• _Given request_: Every record should be repeated exactly, except that pictures are left out.

### Data extract

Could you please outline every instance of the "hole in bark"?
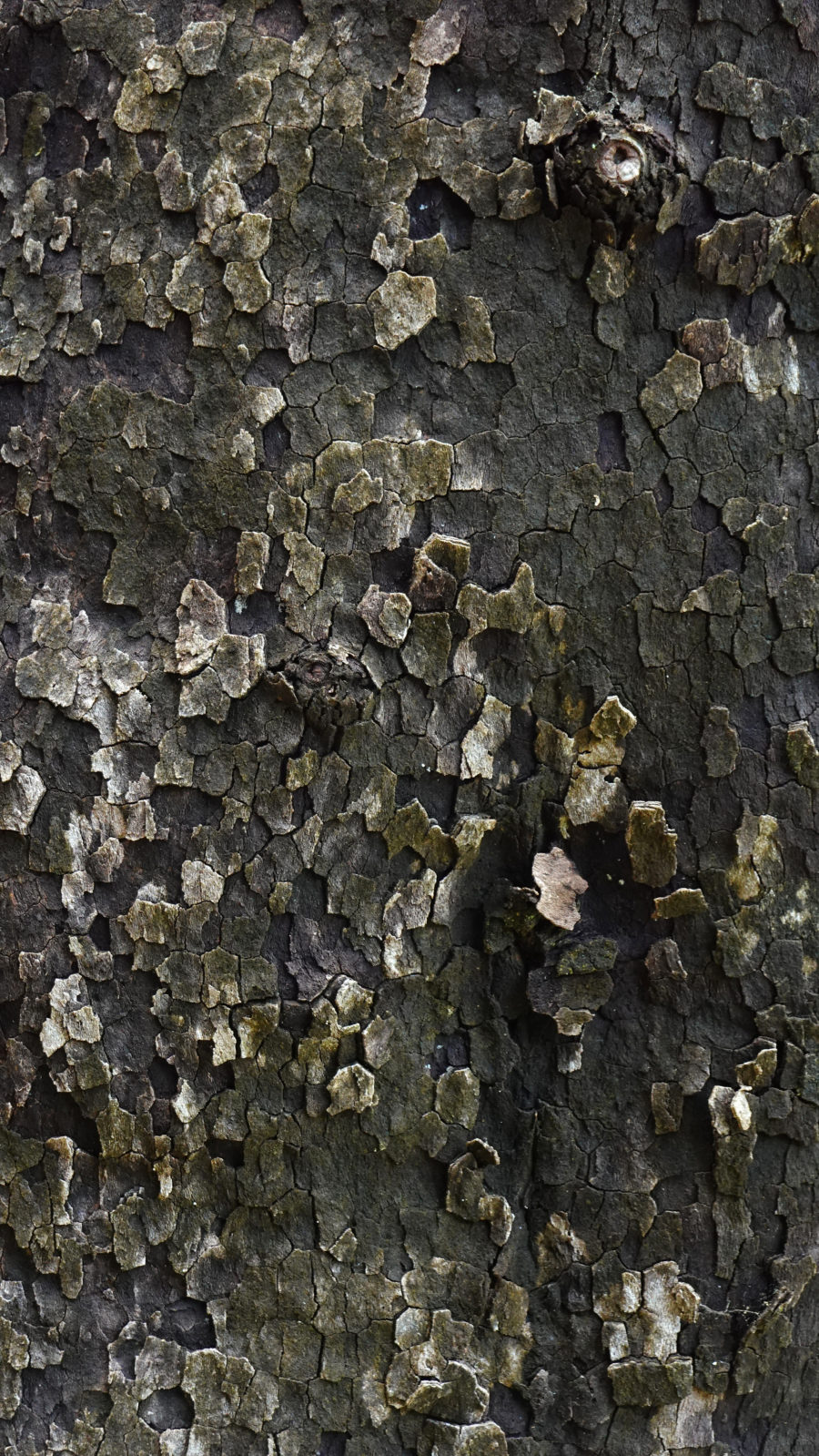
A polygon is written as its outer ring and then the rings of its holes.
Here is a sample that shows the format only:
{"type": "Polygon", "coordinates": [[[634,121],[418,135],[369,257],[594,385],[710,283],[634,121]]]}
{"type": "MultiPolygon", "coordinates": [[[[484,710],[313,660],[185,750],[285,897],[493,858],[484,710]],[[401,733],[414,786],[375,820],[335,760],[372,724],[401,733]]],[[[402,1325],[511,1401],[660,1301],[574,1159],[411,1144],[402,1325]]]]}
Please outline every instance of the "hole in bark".
{"type": "Polygon", "coordinates": [[[48,1067],[33,1079],[29,1101],[15,1117],[12,1131],[20,1137],[71,1137],[77,1147],[99,1158],[96,1123],[84,1117],[67,1092],[58,1092],[48,1067]]]}
{"type": "Polygon", "coordinates": [[[289,450],[289,432],[281,419],[271,419],[262,430],[262,448],[265,463],[275,470],[282,463],[285,450],[289,450]]]}
{"type": "Polygon", "coordinates": [[[111,951],[111,926],[102,916],[97,914],[96,920],[92,922],[89,935],[97,951],[111,951]]]}
{"type": "Polygon", "coordinates": [[[185,1390],[154,1390],[138,1411],[153,1431],[188,1431],[193,1424],[193,1402],[185,1390]]]}
{"type": "Polygon", "coordinates": [[[598,418],[596,462],[605,475],[608,475],[610,470],[631,469],[626,453],[623,415],[615,409],[610,409],[605,415],[599,415],[598,418]]]}
{"type": "Polygon", "coordinates": [[[250,213],[257,213],[265,202],[269,202],[273,192],[279,189],[279,173],[278,167],[272,162],[266,162],[260,172],[249,182],[241,183],[241,197],[244,198],[250,213]]]}
{"type": "Polygon", "coordinates": [[[199,1299],[177,1299],[161,1312],[160,1335],[183,1350],[209,1350],[217,1342],[214,1322],[199,1299]]]}
{"type": "Polygon", "coordinates": [[[660,475],[653,491],[655,491],[655,501],[658,502],[658,511],[660,513],[660,515],[665,515],[665,513],[668,511],[669,505],[674,501],[674,491],[671,489],[671,485],[665,475],[660,475]]]}
{"type": "Polygon", "coordinates": [[[159,167],[164,156],[164,131],[141,131],[137,137],[137,151],[145,172],[153,172],[159,167]]]}
{"type": "Polygon", "coordinates": [[[324,1431],[321,1437],[321,1444],[319,1446],[319,1456],[345,1456],[346,1452],[346,1436],[340,1431],[324,1431]]]}
{"type": "Polygon", "coordinates": [[[474,82],[463,61],[448,61],[434,66],[426,87],[425,116],[434,116],[450,127],[460,127],[477,116],[474,82]]]}
{"type": "Polygon", "coordinates": [[[176,1072],[161,1057],[154,1057],[148,1067],[151,1086],[159,1098],[176,1096],[176,1072]]]}
{"type": "Polygon", "coordinates": [[[256,10],[253,25],[262,35],[275,35],[291,45],[304,35],[307,20],[298,0],[273,0],[263,10],[256,10]]]}
{"type": "Polygon", "coordinates": [[[140,1348],[141,1345],[137,1340],[124,1340],[119,1348],[112,1354],[113,1364],[127,1380],[134,1379],[140,1348]]]}
{"type": "Polygon", "coordinates": [[[241,1143],[234,1143],[228,1137],[209,1137],[208,1155],[221,1158],[227,1168],[241,1168],[244,1163],[241,1143]]]}
{"type": "Polygon", "coordinates": [[[103,344],[96,358],[105,376],[129,390],[153,390],[185,405],[193,395],[193,380],[185,364],[191,354],[191,325],[177,313],[166,329],[127,323],[119,344],[103,344]]]}
{"type": "Polygon", "coordinates": [[[407,198],[407,210],[410,237],[435,237],[435,233],[444,233],[452,252],[471,245],[473,210],[438,178],[416,182],[407,198]]]}
{"type": "Polygon", "coordinates": [[[86,121],[71,106],[58,106],[42,128],[45,137],[45,175],[60,178],[83,167],[99,167],[108,147],[96,122],[86,121]]]}
{"type": "Polygon", "coordinates": [[[720,524],[720,513],[716,505],[698,495],[691,505],[691,524],[695,531],[713,531],[720,524]]]}
{"type": "Polygon", "coordinates": [[[489,1421],[496,1421],[505,1436],[528,1436],[532,1412],[528,1401],[518,1390],[496,1385],[489,1396],[489,1421]]]}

######

• _Written reply_:
Could you please outline every instance of the "hole in bark"?
A polygon is written as its outer ring and then the rings of its holes.
Here is a sample that shows the format only:
{"type": "Polygon", "coordinates": [[[634,121],[418,135],[369,257],[594,385],[710,283],[634,121]]]}
{"type": "MultiPolygon", "coordinates": [[[[484,710],[313,660],[185,750],[285,897],[493,858],[484,710]],[[401,733],[414,786],[375,820],[335,760],[372,724],[401,733]]],[[[402,1325],[511,1401],[660,1301],[574,1159],[411,1144],[402,1325]]]]}
Please outline every instance of the "hole in bark".
{"type": "Polygon", "coordinates": [[[48,1067],[33,1079],[29,1101],[15,1117],[12,1131],[20,1137],[71,1137],[77,1147],[99,1158],[96,1123],[84,1117],[67,1092],[58,1092],[48,1067]]]}
{"type": "Polygon", "coordinates": [[[289,450],[289,432],[281,419],[271,419],[262,430],[262,448],[265,463],[275,470],[282,463],[285,450],[289,450]]]}
{"type": "Polygon", "coordinates": [[[111,951],[111,926],[102,916],[97,914],[96,920],[92,922],[89,935],[97,951],[111,951]]]}
{"type": "Polygon", "coordinates": [[[185,1390],[154,1390],[138,1411],[153,1431],[188,1431],[193,1424],[193,1402],[185,1390]]]}
{"type": "Polygon", "coordinates": [[[598,418],[596,462],[605,475],[608,475],[610,470],[631,469],[626,453],[623,415],[615,409],[610,409],[605,415],[599,415],[598,418]]]}
{"type": "Polygon", "coordinates": [[[250,213],[257,213],[265,202],[269,202],[273,192],[279,189],[279,173],[278,167],[272,162],[266,162],[260,172],[249,182],[241,183],[241,197],[244,198],[250,213]]]}
{"type": "Polygon", "coordinates": [[[199,1299],[177,1299],[161,1312],[160,1335],[183,1350],[209,1350],[217,1342],[214,1322],[199,1299]]]}
{"type": "Polygon", "coordinates": [[[660,475],[653,491],[655,491],[655,501],[658,502],[658,511],[660,513],[660,515],[665,515],[665,513],[668,511],[669,505],[674,501],[674,491],[671,489],[671,485],[665,475],[660,475]]]}
{"type": "Polygon", "coordinates": [[[159,167],[164,156],[164,131],[141,131],[137,137],[137,151],[145,172],[153,172],[159,167]]]}
{"type": "Polygon", "coordinates": [[[324,1431],[321,1437],[321,1444],[319,1446],[319,1456],[345,1456],[346,1452],[346,1436],[340,1431],[324,1431]]]}
{"type": "Polygon", "coordinates": [[[474,82],[463,61],[448,61],[434,66],[426,87],[425,116],[434,116],[450,127],[460,127],[477,116],[474,82]]]}
{"type": "Polygon", "coordinates": [[[176,1072],[161,1057],[154,1057],[148,1067],[151,1086],[159,1098],[176,1096],[176,1072]]]}
{"type": "Polygon", "coordinates": [[[256,10],[253,25],[262,35],[275,35],[291,45],[304,35],[307,20],[298,0],[273,0],[263,10],[256,10]]]}
{"type": "Polygon", "coordinates": [[[140,1348],[141,1345],[137,1340],[124,1340],[119,1348],[112,1354],[113,1364],[127,1380],[134,1379],[140,1348]]]}
{"type": "Polygon", "coordinates": [[[241,1143],[234,1143],[228,1137],[209,1137],[208,1155],[221,1158],[227,1168],[241,1168],[244,1163],[241,1143]]]}
{"type": "Polygon", "coordinates": [[[103,344],[96,358],[105,376],[129,390],[153,390],[185,405],[193,395],[193,380],[185,364],[191,354],[191,325],[177,313],[166,329],[127,323],[119,344],[103,344]]]}
{"type": "Polygon", "coordinates": [[[407,198],[407,210],[410,237],[435,237],[435,233],[444,233],[452,252],[471,245],[473,210],[438,178],[416,182],[407,198]]]}
{"type": "Polygon", "coordinates": [[[86,121],[71,106],[58,106],[42,128],[45,137],[45,175],[60,178],[83,167],[99,167],[108,147],[96,122],[86,121]]]}
{"type": "Polygon", "coordinates": [[[720,524],[720,513],[716,505],[698,495],[691,505],[691,524],[695,531],[713,531],[720,524]]]}
{"type": "Polygon", "coordinates": [[[489,1421],[496,1421],[505,1436],[528,1436],[532,1412],[528,1401],[518,1390],[496,1385],[489,1396],[489,1421]]]}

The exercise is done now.